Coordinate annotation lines
►

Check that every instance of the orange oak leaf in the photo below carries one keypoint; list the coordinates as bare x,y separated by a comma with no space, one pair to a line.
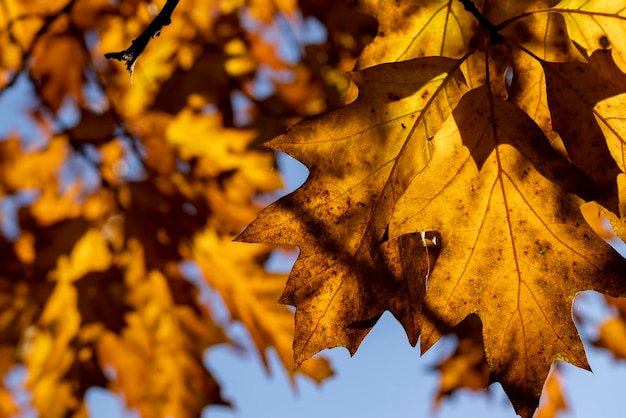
495,192
344,278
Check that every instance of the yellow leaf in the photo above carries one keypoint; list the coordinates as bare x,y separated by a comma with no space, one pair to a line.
361,157
596,24
411,30
251,295
90,253
490,190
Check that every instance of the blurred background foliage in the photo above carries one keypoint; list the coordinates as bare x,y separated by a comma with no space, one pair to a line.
119,198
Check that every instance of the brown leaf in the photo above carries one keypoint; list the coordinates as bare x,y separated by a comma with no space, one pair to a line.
467,367
540,251
342,281
251,295
553,400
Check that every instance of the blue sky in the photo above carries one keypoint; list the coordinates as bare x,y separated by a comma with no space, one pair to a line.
386,378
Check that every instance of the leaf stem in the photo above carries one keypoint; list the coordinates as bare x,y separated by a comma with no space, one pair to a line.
495,36
130,54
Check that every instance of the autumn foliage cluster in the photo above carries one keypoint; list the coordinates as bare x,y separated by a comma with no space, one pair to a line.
451,146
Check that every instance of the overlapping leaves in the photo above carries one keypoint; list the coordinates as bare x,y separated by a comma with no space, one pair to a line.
527,129
114,188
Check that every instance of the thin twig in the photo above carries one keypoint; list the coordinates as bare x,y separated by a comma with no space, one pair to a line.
129,56
495,36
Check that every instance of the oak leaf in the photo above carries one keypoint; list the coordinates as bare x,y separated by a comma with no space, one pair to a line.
498,201
501,181
251,293
339,217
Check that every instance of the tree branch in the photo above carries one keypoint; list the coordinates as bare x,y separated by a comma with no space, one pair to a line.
130,55
495,36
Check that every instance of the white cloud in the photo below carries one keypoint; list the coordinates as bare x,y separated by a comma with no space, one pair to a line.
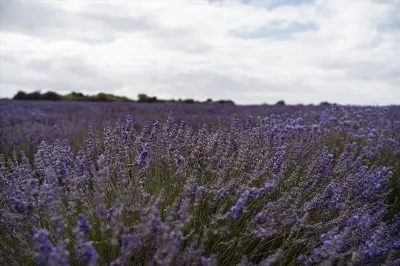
331,50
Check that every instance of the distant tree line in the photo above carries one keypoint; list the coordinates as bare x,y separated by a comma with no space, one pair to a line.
103,97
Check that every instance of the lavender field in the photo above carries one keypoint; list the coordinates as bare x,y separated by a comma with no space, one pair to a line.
198,184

◄

• **STATED TASK**:
Arrange the lines above as a numbered list, leaving out any blank lines. Start at the line containing "Check that every instance of the distant" and continue through the last line of the records.

• **TASK RESPONSE**:
1. Check that every instance of the distant tree line in the photo above carries one keypoint; list the coordinates as bare x,y separated by a comma with no space, one pair to a line.
2. 103,97
3. Check that every instance of the lavender field in the photo above carries one keypoint; list the coordinates as bare x,y separated by a comma with no space, one pair to a line.
4. 198,184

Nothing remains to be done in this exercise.